··· Document extract

The smell of aftershave and chewing gum blends into a heady mix as we shuffle in for the talk. An old Japanese man, Ted Ohashi (real name, as far as I can tell), takes the floor to address a crowd made up mostly of millennials (never have I seen a generational divide so blatantly apparent than at the Real Estate Bitcoin Cannabis Wealth Expo — weed and cryptos for the kids, real estate for the Boomers).
As Ohashi very slowly reels off some marijuana facts everyone already knows, the bespectacled fellow next to me leans over to his friend and whispers, “he’s definitely on some Indica right now”. Pleased with his observation, he rolls a joint cheerfully, and I feel like smashing my head in on the chair in front of me.

······

#### [List of tasks]
(1) Translate this sentence from the expo piece into Spanish: "Pleased with his observation, he rolls a joint cheerfully, and I feel like smashing my head in on the chair in front of me."
(2) In the expo piece, why does the generational divide at the Real Estate Bitcoin Cannabis Wealth Expo seem so blatantly apparent? Answer in one to three sentences.
(3) Continue the expo piece from the point where the text ends.

··· Extracted entries

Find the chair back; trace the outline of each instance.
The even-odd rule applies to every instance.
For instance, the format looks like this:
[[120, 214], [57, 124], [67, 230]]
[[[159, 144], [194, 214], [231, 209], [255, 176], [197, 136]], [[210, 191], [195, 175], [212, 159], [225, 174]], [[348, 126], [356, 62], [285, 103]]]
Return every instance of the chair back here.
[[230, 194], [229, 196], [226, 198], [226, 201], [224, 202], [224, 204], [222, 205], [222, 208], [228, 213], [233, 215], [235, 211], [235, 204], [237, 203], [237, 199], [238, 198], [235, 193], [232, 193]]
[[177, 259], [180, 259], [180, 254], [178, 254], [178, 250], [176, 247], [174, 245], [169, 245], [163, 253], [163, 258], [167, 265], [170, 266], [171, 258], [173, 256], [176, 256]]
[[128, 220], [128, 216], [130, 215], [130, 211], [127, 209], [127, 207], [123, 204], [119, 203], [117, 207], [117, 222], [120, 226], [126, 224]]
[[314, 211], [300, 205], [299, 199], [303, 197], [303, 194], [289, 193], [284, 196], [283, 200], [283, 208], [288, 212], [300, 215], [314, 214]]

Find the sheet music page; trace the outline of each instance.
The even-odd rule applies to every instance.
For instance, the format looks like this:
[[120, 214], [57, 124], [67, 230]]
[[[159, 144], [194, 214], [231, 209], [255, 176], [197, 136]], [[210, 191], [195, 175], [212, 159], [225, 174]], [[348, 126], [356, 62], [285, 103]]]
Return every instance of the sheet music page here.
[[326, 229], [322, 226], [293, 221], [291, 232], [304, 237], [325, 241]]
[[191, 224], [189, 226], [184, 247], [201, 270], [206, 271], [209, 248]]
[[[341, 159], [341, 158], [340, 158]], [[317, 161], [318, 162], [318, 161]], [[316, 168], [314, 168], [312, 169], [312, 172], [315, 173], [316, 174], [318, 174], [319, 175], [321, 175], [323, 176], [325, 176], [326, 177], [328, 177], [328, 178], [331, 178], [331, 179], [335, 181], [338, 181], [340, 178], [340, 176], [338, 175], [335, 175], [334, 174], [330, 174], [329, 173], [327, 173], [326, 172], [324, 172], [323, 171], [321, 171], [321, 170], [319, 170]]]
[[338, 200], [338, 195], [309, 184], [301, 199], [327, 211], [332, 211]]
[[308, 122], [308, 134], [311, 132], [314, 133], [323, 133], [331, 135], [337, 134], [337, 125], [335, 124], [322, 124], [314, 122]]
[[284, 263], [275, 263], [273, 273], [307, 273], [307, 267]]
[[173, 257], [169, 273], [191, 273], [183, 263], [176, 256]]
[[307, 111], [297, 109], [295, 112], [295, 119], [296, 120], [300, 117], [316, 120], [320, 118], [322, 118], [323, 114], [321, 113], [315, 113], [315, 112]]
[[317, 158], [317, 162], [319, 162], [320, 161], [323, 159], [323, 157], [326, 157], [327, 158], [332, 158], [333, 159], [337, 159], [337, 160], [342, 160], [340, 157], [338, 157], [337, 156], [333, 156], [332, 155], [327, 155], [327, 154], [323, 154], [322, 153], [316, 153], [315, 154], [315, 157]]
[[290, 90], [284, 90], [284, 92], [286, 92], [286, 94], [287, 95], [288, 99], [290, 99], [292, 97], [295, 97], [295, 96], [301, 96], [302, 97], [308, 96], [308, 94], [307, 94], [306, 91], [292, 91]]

······

#### [Answers by task]
(1) Satisfecho con su observación, enrolla alegremente un porro, y me dan ganas de estrellar la cabeza contra la silla que tengo delante.

(2) The expo's topics split along generational lines. Weed and cryptocurrencies draw the kids, while real estate draws the Boomers.

(3)
After enduring fifteen minutes of ‘Toke Biz’, I head back out into the corridor to take a fresh reading of the atmosphere, walking past the Gene Wilder lookalike a third time. He’s still giving out high fives. I catch the backend of a panel discussion about cryptocurrencies in the main hall. A man wearing a poncho and a top hat adorned with a yellow feather is giving people Bitcoin investing advice using economics language (I later learn it was former child actor Brock Pierce). This is the world we now live in.
Oddly for what was billed as a real estate and bitcoin event, podcasting — another of those words currently putting dollar signs in people’s eyes — had also found its way onto the agenda. I line up for veteran podcaster Adam Carolla’s ‘master class’. A staff member excitedly asks if podcasting is how I’m going to make my millions. Carolla’s talk kicks off with some Boomer-tier humour and carries on with a sprinkling of celebrity namedropping, inane anecdotes and corny digressions. There are fewer suits in this crowd, and more people who believe their paths to fortune lie in the blazing uniqueness of their personalities. “How long should a podcast be?” asks one aspiring internet star earnestly.
A Real Estate Bitcoin Wealth Expo attendee outside the Convention Centre.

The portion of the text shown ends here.